Extracted records: Begin

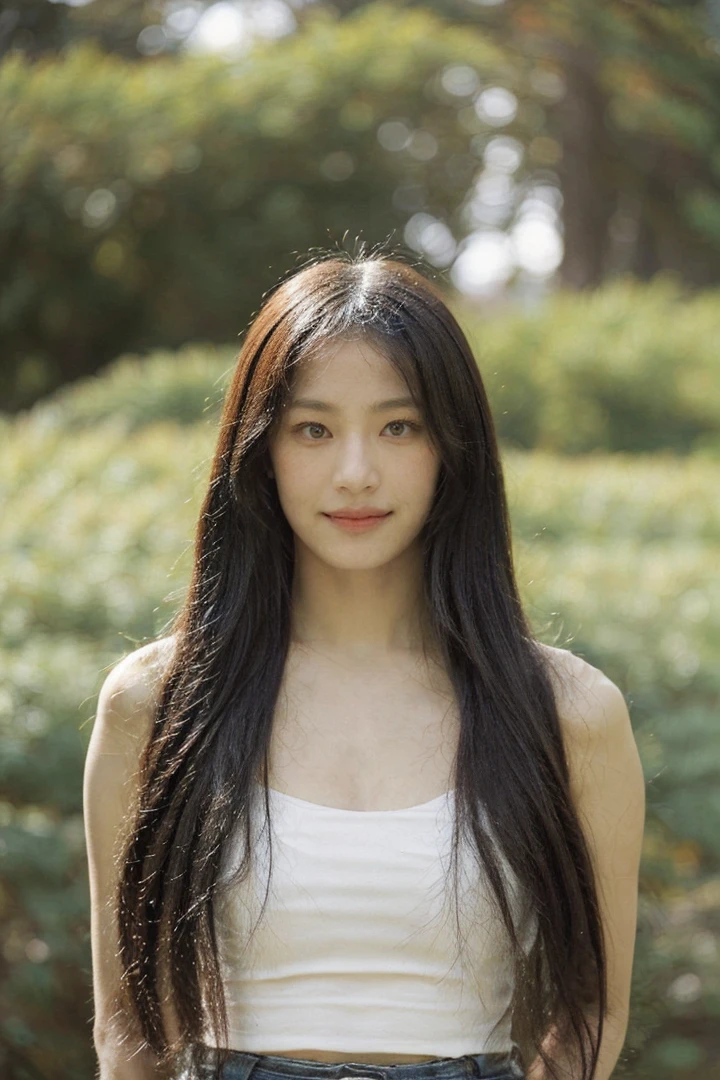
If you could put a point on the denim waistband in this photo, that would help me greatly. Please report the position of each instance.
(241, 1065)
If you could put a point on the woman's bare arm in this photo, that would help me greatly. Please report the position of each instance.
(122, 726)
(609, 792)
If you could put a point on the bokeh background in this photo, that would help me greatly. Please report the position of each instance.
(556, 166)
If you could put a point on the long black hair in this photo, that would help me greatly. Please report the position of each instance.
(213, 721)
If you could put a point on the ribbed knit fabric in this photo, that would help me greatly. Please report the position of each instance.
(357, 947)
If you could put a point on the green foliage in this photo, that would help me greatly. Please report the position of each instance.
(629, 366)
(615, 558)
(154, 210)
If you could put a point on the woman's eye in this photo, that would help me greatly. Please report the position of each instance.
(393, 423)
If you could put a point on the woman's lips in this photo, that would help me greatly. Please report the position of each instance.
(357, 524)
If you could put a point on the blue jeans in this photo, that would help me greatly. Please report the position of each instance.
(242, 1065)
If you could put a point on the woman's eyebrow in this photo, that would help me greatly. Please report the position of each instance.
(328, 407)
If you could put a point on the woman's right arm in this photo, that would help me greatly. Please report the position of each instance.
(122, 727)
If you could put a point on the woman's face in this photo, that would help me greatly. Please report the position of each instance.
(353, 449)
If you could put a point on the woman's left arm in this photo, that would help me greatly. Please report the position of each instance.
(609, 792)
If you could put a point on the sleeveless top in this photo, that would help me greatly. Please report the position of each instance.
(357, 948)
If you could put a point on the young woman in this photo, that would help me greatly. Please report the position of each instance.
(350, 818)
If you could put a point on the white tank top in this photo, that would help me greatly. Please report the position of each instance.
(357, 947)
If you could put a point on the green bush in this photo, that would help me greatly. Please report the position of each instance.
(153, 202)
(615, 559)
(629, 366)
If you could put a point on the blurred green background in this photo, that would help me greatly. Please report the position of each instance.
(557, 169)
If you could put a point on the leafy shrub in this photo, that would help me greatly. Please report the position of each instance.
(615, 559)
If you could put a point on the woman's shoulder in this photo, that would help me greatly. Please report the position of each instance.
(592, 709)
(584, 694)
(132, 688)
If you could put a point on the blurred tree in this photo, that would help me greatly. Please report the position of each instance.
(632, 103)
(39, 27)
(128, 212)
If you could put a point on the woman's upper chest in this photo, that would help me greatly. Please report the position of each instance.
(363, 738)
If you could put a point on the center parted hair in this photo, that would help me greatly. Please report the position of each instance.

Extracted records: End
Extracted records: Begin

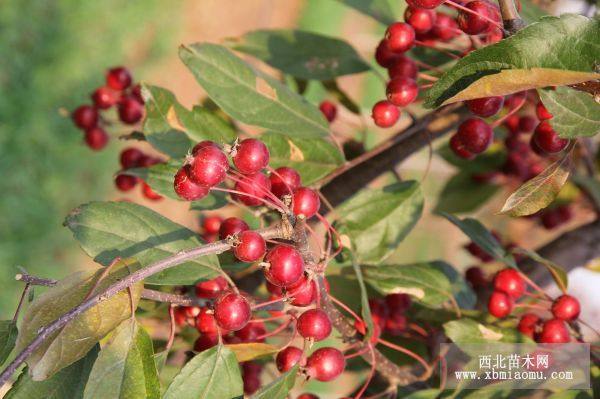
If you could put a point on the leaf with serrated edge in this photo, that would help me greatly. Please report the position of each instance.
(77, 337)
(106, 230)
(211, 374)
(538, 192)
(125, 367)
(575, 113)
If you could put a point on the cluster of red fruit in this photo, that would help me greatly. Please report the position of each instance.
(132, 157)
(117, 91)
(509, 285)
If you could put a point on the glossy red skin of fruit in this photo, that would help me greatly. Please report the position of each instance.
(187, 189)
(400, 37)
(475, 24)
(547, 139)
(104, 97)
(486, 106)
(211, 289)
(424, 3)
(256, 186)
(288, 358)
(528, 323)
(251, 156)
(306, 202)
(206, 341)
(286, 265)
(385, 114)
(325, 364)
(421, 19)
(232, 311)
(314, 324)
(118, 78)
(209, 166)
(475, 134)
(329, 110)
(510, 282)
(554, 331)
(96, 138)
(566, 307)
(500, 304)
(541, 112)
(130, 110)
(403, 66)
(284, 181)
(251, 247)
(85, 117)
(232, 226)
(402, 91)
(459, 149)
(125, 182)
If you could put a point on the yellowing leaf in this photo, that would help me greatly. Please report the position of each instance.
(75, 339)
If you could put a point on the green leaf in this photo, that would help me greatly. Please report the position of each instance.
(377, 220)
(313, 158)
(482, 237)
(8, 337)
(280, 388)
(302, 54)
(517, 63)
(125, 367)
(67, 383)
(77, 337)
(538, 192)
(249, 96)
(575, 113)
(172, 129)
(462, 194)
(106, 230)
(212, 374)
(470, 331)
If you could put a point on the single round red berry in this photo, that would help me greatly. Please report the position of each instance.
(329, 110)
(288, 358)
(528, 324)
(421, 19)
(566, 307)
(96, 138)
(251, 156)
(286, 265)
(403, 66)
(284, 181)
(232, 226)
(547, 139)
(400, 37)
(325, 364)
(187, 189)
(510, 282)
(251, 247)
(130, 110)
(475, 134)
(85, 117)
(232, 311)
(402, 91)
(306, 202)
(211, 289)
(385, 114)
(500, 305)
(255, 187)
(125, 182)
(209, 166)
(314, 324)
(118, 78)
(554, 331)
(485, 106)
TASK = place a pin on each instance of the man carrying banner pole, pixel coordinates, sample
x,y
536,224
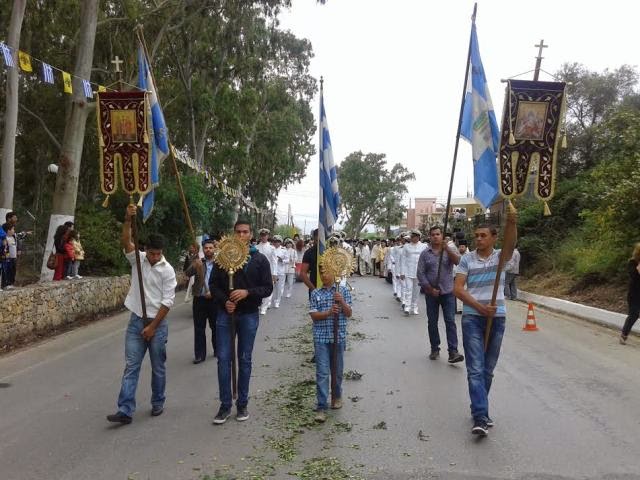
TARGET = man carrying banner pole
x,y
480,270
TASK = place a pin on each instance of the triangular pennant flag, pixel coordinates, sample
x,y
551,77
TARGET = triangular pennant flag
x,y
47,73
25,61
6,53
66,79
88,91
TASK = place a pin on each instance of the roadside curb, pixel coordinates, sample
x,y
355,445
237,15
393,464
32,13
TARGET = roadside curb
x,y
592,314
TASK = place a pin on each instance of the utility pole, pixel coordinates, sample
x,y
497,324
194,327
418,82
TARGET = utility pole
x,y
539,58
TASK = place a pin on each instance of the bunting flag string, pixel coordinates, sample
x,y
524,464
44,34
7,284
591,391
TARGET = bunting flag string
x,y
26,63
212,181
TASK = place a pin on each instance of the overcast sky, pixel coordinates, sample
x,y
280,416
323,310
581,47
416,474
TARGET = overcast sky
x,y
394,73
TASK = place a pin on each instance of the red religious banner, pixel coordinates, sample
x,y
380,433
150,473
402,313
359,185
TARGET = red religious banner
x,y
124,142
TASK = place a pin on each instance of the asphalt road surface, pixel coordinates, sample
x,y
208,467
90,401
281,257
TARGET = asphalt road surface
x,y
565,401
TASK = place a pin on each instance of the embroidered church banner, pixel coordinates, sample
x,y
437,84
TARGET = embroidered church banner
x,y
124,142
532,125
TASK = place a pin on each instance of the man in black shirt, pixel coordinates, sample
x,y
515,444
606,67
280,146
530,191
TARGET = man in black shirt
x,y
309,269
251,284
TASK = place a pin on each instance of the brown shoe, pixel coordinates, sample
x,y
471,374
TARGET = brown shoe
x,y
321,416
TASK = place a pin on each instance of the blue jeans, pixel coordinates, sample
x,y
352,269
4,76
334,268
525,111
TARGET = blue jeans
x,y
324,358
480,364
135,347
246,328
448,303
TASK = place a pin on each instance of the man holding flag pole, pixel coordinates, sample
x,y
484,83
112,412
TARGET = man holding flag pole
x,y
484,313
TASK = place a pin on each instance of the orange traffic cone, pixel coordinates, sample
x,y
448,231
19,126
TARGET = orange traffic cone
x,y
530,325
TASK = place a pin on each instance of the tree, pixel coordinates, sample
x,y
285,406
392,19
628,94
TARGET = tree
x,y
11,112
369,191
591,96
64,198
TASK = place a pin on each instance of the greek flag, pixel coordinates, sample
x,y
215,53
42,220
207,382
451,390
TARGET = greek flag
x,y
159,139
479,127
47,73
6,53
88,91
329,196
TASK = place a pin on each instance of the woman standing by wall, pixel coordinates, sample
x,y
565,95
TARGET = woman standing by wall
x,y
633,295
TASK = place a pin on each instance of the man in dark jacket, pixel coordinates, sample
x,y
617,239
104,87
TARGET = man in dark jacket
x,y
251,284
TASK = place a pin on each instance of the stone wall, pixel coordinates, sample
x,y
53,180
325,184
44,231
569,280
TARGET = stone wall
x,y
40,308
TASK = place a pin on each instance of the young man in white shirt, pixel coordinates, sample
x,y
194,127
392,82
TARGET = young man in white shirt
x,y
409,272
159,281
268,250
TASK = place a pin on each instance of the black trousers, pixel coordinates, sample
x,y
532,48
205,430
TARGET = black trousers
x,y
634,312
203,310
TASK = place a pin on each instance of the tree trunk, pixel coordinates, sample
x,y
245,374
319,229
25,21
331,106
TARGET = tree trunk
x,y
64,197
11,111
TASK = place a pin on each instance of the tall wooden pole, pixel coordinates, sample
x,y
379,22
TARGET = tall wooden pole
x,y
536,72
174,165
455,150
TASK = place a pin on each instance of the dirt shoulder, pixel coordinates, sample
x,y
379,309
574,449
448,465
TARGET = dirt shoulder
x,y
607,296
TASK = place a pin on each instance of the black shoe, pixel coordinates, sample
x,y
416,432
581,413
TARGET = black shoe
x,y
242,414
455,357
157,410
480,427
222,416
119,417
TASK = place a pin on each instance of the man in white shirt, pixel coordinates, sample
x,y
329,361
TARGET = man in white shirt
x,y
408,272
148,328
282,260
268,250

Extracted records: End

• [Your goal] Could you set down, exactly as written, the lines above between the one holding "If you could put a point on the blurred tree" and the one holding "If you could put a point on the center", inclusive, and nothing more?

• [Answer for this exercise]
If you could put a point on the blurred tree in this photo, that would help me greatly. Please report the position of each instance.
(632, 103)
(39, 27)
(128, 212)
If you could put a point on the woman's upper chest in this photo, that would help me greatly. Please report the position of each instance.
(363, 738)
If you could put a point on the center parted hair in this photo, that would help me greatly. Please report the position of each instance.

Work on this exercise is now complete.